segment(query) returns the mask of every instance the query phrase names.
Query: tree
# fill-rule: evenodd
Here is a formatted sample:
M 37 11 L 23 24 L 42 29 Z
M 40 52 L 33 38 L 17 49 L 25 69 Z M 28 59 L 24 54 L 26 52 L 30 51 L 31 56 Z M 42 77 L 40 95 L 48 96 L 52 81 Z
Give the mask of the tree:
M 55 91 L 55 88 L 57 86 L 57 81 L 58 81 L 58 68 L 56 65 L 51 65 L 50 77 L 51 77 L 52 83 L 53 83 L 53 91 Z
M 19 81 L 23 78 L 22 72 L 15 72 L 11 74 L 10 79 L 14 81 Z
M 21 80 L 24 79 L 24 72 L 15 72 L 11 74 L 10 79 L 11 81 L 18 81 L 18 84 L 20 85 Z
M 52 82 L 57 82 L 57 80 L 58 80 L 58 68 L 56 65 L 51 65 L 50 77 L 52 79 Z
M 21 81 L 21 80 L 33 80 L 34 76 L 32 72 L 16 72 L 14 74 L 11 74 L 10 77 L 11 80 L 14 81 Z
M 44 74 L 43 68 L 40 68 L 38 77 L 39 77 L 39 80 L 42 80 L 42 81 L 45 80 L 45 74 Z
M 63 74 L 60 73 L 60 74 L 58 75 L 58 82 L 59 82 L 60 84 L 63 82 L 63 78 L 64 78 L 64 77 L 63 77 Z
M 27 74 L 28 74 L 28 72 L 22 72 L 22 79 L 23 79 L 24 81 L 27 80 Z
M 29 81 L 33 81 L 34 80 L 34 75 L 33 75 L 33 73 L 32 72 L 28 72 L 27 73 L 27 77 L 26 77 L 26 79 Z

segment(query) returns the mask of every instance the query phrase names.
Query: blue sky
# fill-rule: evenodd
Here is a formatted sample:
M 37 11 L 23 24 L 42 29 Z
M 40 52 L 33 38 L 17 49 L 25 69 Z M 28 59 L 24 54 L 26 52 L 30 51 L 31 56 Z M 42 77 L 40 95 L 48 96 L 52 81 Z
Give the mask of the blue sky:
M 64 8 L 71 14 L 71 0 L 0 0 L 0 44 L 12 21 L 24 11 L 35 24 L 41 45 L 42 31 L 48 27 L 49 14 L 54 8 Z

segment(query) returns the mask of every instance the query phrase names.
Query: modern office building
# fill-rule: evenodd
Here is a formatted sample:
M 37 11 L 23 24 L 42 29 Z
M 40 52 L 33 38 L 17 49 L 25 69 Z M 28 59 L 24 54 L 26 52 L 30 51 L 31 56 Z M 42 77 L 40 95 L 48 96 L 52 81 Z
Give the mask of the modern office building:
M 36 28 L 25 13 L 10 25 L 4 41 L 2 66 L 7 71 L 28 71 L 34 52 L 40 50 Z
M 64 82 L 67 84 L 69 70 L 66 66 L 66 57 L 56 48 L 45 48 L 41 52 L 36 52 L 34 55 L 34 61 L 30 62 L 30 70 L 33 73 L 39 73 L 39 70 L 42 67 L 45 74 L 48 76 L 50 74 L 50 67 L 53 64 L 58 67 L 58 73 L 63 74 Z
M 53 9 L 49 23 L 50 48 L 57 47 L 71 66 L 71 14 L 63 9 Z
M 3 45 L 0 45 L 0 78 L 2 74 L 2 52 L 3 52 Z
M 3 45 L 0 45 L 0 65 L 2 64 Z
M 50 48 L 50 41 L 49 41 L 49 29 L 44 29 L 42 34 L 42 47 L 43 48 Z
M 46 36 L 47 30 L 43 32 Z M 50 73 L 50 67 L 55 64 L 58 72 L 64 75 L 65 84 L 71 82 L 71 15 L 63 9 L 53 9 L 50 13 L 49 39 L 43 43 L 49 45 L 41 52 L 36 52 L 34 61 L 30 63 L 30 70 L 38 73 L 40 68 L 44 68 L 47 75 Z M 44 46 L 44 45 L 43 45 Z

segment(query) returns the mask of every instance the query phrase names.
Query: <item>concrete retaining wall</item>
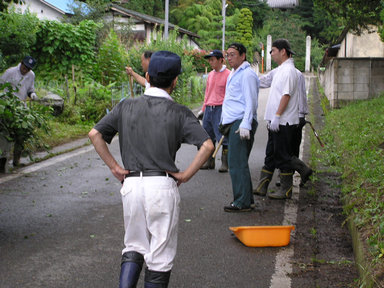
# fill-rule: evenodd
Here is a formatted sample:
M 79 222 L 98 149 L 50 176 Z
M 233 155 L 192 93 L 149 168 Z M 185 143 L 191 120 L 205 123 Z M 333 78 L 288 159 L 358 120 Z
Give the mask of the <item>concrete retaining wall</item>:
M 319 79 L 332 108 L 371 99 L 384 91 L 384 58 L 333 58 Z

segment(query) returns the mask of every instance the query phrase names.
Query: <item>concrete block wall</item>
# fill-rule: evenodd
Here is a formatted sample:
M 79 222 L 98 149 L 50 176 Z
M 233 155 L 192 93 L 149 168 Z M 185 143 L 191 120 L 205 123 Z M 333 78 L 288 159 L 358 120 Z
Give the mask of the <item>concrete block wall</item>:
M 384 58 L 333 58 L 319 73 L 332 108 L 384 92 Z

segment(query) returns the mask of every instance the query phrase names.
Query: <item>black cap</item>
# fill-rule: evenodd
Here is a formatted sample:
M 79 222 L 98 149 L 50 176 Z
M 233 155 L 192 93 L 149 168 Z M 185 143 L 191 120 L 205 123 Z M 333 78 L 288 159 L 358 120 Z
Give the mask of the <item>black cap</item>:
---*---
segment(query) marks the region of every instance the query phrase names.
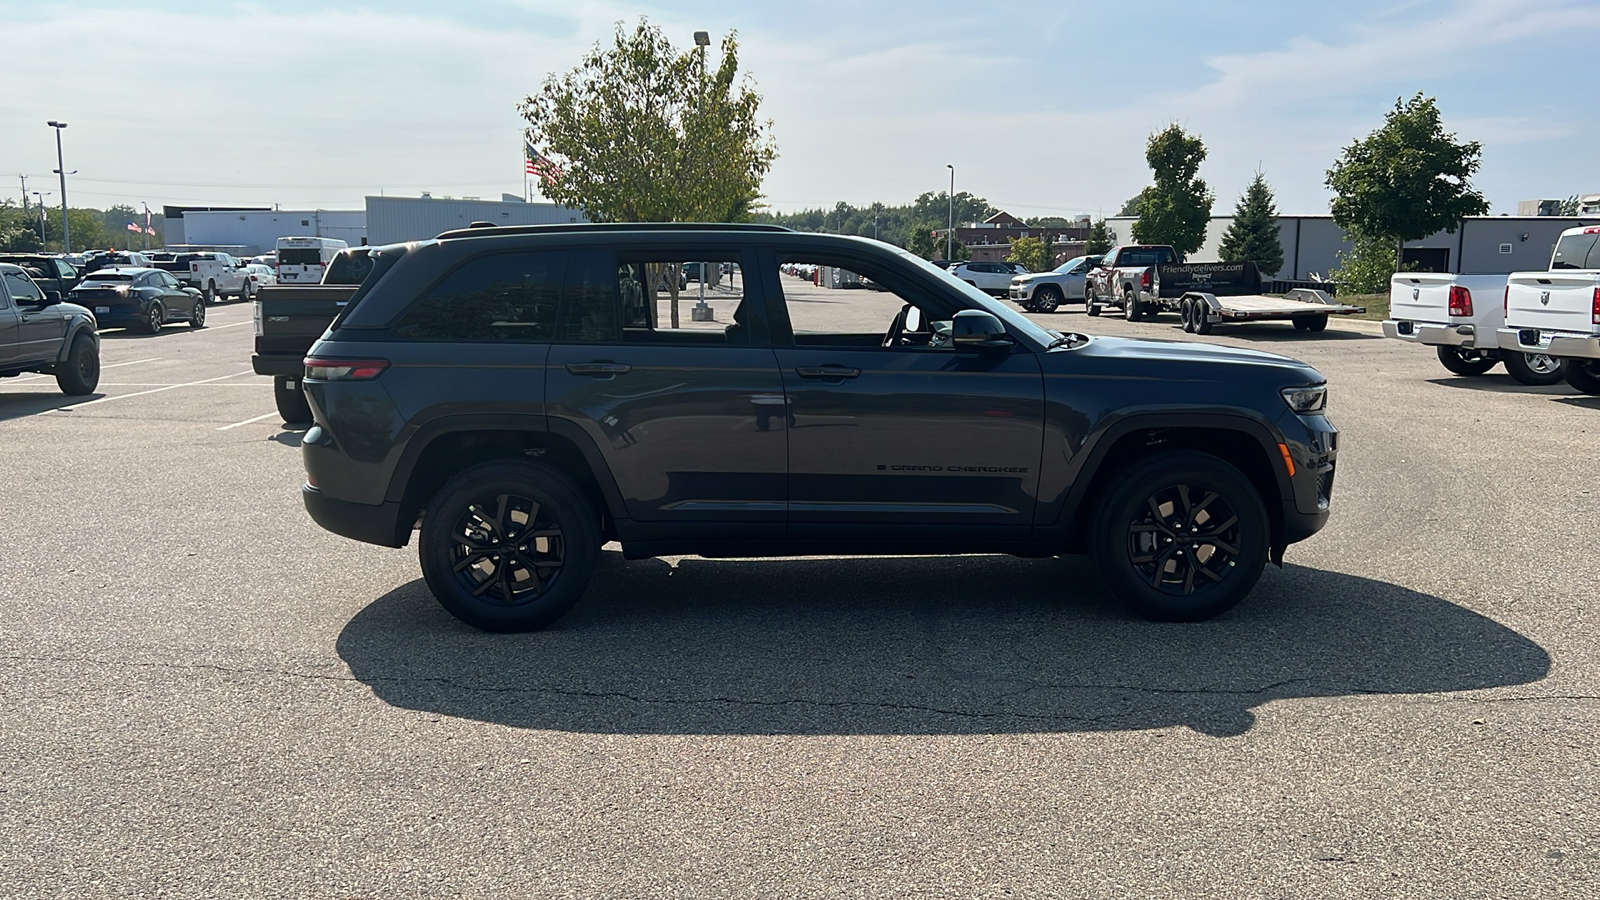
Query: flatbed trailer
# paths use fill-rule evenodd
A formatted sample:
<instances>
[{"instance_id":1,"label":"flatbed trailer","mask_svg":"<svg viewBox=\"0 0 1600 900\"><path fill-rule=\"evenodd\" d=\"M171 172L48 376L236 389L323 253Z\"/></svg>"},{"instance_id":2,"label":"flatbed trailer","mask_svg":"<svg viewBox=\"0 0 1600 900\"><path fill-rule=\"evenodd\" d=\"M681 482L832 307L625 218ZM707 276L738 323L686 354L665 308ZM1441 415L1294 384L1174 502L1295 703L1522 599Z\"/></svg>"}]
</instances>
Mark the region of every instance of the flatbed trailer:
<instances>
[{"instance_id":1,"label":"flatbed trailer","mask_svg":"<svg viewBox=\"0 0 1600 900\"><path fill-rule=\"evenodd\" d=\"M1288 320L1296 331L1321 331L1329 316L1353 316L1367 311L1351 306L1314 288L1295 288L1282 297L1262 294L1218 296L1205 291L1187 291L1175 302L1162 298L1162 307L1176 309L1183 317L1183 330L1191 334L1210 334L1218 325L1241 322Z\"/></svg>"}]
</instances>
---*---
**WHAT YOU SHOULD DO**. What is the number of lines in the records that hold the word "black"? Answer with that number only.

**RESULT BELOW**. 2